== DATA

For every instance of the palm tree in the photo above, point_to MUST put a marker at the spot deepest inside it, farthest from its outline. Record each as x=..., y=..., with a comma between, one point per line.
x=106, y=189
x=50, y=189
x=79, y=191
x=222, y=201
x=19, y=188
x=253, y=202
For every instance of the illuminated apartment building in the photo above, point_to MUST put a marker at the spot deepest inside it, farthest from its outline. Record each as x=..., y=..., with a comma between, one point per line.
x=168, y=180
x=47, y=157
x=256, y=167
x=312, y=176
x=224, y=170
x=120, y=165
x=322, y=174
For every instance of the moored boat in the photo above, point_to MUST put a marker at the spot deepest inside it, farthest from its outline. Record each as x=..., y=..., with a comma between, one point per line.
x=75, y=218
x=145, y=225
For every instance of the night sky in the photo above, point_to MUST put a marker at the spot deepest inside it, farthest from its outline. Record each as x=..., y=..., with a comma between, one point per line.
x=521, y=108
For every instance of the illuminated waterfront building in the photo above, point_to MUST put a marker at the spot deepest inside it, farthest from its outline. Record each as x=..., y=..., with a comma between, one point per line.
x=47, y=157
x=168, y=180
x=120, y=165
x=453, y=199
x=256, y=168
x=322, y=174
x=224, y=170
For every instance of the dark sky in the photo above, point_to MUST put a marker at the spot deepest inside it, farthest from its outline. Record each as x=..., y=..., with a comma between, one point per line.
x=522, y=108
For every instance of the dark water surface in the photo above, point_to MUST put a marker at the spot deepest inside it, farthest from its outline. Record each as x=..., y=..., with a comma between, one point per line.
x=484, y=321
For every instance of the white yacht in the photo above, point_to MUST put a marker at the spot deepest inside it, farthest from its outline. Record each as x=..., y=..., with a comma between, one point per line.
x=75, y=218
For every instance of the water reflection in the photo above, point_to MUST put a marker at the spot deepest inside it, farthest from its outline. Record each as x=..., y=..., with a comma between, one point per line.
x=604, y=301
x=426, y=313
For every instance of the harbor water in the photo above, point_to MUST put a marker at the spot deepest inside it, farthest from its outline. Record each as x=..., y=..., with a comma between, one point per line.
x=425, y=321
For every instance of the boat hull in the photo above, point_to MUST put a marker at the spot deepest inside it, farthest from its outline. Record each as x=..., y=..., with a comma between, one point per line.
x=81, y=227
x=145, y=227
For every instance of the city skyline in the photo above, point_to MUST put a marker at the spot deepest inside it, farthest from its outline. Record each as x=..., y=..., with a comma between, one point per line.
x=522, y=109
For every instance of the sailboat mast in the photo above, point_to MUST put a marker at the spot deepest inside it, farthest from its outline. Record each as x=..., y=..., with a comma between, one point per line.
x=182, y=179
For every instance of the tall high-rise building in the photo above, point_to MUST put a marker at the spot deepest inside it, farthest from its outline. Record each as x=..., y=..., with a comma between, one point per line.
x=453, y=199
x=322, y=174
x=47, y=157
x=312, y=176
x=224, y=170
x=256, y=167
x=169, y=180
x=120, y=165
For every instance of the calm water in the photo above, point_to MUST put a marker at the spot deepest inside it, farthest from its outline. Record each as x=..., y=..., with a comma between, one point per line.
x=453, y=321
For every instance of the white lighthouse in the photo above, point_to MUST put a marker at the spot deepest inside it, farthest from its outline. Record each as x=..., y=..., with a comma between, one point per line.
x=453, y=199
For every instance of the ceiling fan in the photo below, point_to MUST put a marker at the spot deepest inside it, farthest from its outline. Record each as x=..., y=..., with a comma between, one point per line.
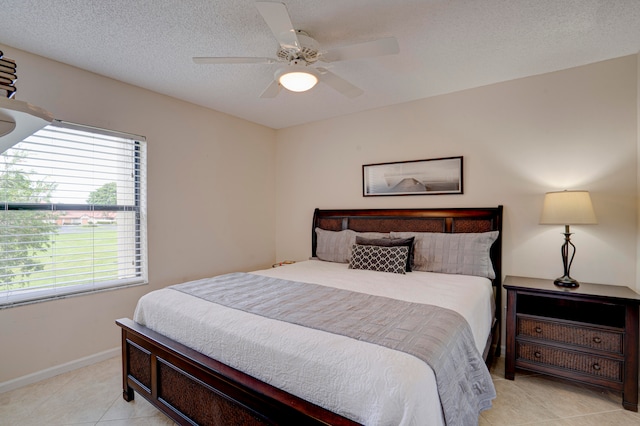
x=298, y=50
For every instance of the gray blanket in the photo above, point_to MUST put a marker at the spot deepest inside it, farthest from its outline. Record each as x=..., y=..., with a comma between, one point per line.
x=438, y=336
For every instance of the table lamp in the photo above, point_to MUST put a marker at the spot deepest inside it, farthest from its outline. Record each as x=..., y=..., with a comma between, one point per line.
x=567, y=208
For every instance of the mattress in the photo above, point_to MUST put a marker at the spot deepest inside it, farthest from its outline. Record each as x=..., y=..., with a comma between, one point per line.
x=365, y=382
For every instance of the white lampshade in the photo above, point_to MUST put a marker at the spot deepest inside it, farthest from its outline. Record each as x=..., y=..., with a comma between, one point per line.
x=297, y=79
x=568, y=208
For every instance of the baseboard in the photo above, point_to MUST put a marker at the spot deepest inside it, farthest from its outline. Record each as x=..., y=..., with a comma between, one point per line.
x=19, y=382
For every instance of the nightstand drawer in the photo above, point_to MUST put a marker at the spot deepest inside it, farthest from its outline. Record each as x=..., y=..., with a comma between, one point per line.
x=586, y=337
x=567, y=360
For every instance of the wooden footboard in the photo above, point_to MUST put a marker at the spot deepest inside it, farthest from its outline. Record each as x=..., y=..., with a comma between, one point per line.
x=194, y=389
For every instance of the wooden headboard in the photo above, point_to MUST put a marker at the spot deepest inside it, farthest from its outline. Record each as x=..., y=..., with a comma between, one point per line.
x=452, y=220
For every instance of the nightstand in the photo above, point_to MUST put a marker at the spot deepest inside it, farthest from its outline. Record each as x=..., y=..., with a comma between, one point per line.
x=587, y=334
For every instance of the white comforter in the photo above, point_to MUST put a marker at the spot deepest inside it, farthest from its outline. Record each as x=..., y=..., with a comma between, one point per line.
x=365, y=382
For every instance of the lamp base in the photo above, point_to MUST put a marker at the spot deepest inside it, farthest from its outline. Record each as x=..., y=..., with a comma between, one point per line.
x=566, y=281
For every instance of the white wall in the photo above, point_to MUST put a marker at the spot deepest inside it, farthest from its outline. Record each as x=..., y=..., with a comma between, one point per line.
x=570, y=129
x=208, y=175
x=573, y=129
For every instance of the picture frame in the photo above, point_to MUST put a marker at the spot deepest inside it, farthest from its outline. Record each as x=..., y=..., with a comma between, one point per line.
x=434, y=176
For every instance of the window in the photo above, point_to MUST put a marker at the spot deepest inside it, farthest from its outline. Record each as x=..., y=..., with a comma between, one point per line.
x=72, y=213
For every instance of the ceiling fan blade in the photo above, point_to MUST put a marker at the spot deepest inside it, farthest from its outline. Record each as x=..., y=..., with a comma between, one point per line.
x=232, y=60
x=380, y=47
x=272, y=90
x=277, y=18
x=339, y=83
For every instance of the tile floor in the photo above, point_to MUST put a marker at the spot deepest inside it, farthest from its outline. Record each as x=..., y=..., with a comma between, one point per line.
x=92, y=396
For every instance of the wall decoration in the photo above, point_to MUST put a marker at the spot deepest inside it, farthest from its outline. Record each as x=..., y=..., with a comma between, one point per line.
x=421, y=177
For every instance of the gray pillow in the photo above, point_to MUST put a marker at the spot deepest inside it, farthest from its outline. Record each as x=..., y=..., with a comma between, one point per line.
x=335, y=246
x=379, y=258
x=464, y=253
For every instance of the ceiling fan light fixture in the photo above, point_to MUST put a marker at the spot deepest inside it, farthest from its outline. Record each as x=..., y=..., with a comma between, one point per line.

====

Render every line of the data above as a numbered list, omitting blank lines. Leave the pictures out of the answer.

[SOLUTION TO THIS TASK]:
1. For every instance of the palm tree in the photo above, point_to MUST put a marker at the spot deepest inside it, farthest from its outline. Record each as x=..., y=..., with a comma between, one point per line.
2. x=106, y=189
3. x=50, y=189
4. x=79, y=191
5. x=222, y=201
6. x=19, y=188
7. x=253, y=202
8. For every instance of the illuminated apartment building in the photo above, point_to MUST put a marker at the spot deepest inside it, farthest from its outline. Record each as x=..., y=..., with a comma between, one point per line.
9. x=168, y=180
10. x=47, y=157
11. x=256, y=167
12. x=312, y=176
13. x=224, y=170
14. x=120, y=165
15. x=322, y=174
16. For every instance of the moored boat in the photo above, point_to MUST put a marker at the spot deepest inside it, farthest from its outline. Record each as x=..., y=..., with a comma between, one point per line.
17. x=75, y=218
18. x=145, y=225
19. For every instance of the night sky in the photo above, point_to MUST put a marker at the spot deepest inside it, farthest from its outline. Record each as x=..., y=..., with a comma between, one point per line.
20. x=521, y=108
21. For every instance of the illuminated waterfront building in the photo above, point_to MUST put a marker at the spot deepest inside it, farthest from its outline. Record each as x=..., y=..., with a comma between, one point per line.
22. x=47, y=157
23. x=168, y=180
24. x=120, y=165
25. x=453, y=199
26. x=256, y=168
27. x=322, y=174
28. x=224, y=170
29. For every instance of the dark sky in the photo above, point_to MUST put a marker at the spot deepest inside it, farthest from its outline. Record each as x=..., y=..., with a comma between, one point per line.
30. x=522, y=108
31. For every instance of the dark water surface in the photo above, point_to MUST put a marker at the spot deepest inside it, farthest from its outline. Record each as x=..., y=..., with a comma between, one point per line.
32. x=484, y=321
33. For every instance of the white yacht in the photo above, point_to MUST put a marker at the spot deepest inside it, farthest from its outline. Record each as x=..., y=..., with a comma between, one point per line.
34. x=75, y=218
35. For every instance of the water reflection in the photo above, point_to MUST put a marker at the spot deepest inside it, farthest from its outline. Record each as x=..., y=..., with a comma between, one point per line.
36. x=604, y=301
37. x=426, y=313
38. For every instance of the harbor water in the photo above, point_to MUST put a marker at the spot deepest inside it, farthest from its outline. Record each as x=..., y=..., with a comma between, one point per line.
39. x=425, y=321
40. For every instance of the boat hull in the photo above, point_to MUST put a marker at the spot deepest inside it, farthest from its outline. Record each as x=..., y=..., with a comma between, one point per line.
41. x=81, y=227
42. x=145, y=227
43. For every instance of the city skyline in the photo above, point_to MUST put a marker at the spot deepest inside it, farthest from its outline. Record each as x=..., y=..., with a comma between, one point per line.
44. x=522, y=109
45. For every instance of the sailboat mast in the photo above, point_to MUST put a marker at the spot deepest inside it, farthest from its outline. Record each as x=..., y=..., with a comma between, one point per line.
46. x=182, y=179
47. For every instance of the tall high-rise building in the photo above, point_to MUST put a marker at the spot deepest inside it, farthest from its outline. Record each as x=..., y=..., with a comma between, one point per line.
48. x=453, y=199
49. x=322, y=174
50. x=47, y=157
51. x=312, y=176
52. x=224, y=170
53. x=256, y=167
54. x=169, y=180
55. x=120, y=165
56. For every instance of the calm water in the photo above, point_to MUST put a marker at the spot deepest inside it, farthest from its outline. Record each as x=..., y=..., with a comma between, one point per line.
57. x=453, y=321
58. For every instance of the white lighthouse in the photo above, point_to MUST put a marker at the spot deepest inside it, farthest from its outline. Record each as x=..., y=..., with a comma between, one point per line.
59. x=453, y=199
60. For every instance of the ceiling fan in the photo below, point_to MUST put a marker at the spot deepest inside it, farthest from its outline. Record each as x=..., y=..., with a comma between, one point per line.
61. x=298, y=50
62. For every instance of the gray blanket in the photo above, point_to MUST put a marker at the spot deepest inside it, farthest from its outline. Record each as x=..., y=..., with a comma between, one point per line.
63. x=438, y=336
64. For every instance of the table lamp in the photo above, point_to MUST put a marker at the spot deepest inside it, farthest from its outline. Record each as x=..., y=..., with a comma between, one point per line.
65. x=567, y=208
66. For every instance of the mattress in the photo above, point_to MUST put a marker at the spot deepest inside it, farthest from its outline. Record each as x=..., y=..., with a comma between, one point per line.
67. x=365, y=382
68. For every instance of the white lampshade in the photo above, point_to MUST put a marker at the spot deepest inside it, farthest from its outline. Record each as x=..., y=..., with a comma between, one point per line.
69. x=297, y=79
70. x=568, y=208
71. For every instance of the baseboard in the photo above, point_to MUST put a marker at the spot deepest inside it, farthest from its outline. Record each as x=..., y=..., with a comma between, one point per line.
72. x=19, y=382
73. For every instance of the nightstand drawer in the photo above, point_to MUST put a marker at the spot deepest inside it, farthest from its outline. Record each as x=..., y=..., with a comma between, one point per line.
74. x=586, y=337
75. x=567, y=360
76. For every instance of the wooden footboard in the photo above, point_to MUST put a marker at the spot deepest inside it, farthest from its outline. Record each as x=..., y=..., with a comma between, one point per line.
77. x=194, y=389
78. For every instance of the wooden headboard in the photo above, point_to MUST put a marker at the spot deepest inside it, farthest from its outline. Record each as x=..., y=..., with a comma between, one point per line.
79. x=452, y=220
80. For every instance of the nightstand in the photo above, point_to MUST put a marker at the spot deepest inside it, farthest from its outline. Record each as x=..., y=..., with a comma between, one point per line.
81. x=587, y=334
82. For every instance of the white comforter in the photo above, point_to MUST put a marker at the spot deepest inside it, farthest from its outline. Record each as x=..., y=..., with a comma between, one point per line.
83. x=365, y=382
84. For every instance of the lamp base in the photo above, point_to MUST put a marker at the spot deepest inside it, farthest from its outline. Record each as x=..., y=..., with a comma between, one point per line.
85. x=566, y=281
86. For every instance of the white wall in the photo above, point_to MUST put a marker at the spot deepest inside it, farthest from its outline. Record each as x=..., y=..., with a comma between, one point per line.
87. x=570, y=129
88. x=208, y=175
89. x=573, y=129
90. For every instance of the picture frame in the photo above, point_to MUST put a marker at the spot deepest inside it, farthest from its outline. Record each as x=..., y=..., with a comma between, one point per line.
91. x=434, y=176
92. For every instance of the window in the photo above, point_to MUST put a marker at the spot deepest inside it, farthest from its outline. Record each as x=..., y=..., with a comma between, one point per line.
93. x=72, y=213
94. For every instance of the ceiling fan blade in the photo above, point_to MUST put a marker at the spot deepest inside it, farthest from its outline. Record each as x=..., y=..., with a comma between, one point per line.
95. x=232, y=60
96. x=380, y=47
97. x=272, y=90
98. x=277, y=18
99. x=339, y=83
100. For every instance of the tile floor in the photo above, point_to MUST put a marker at the spot deepest inside it, farthest from its outline. Record each as x=..., y=..., with a comma between, one point per line.
101. x=92, y=396
102. For every instance of the wall decoration in the photo above, point_to MUST put a marker at the spot deepest inside it, farthest from its outline. Record each as x=..., y=..., with a comma between, one point per line.
103. x=421, y=177
104. For every instance of the gray pillow in the photo above, point_to MUST put a marker at the spot deepest inside it, farthest from its outline. Record each as x=..., y=..., with a comma between, one point per line.
105. x=335, y=246
106. x=379, y=258
107. x=464, y=253
108. For every instance of the ceiling fan light fixture in the photo above, point_to MUST put a marker at the spot deepest inside it, farthest from its outline. Record each as x=..., y=..., with a comma between, one point per line.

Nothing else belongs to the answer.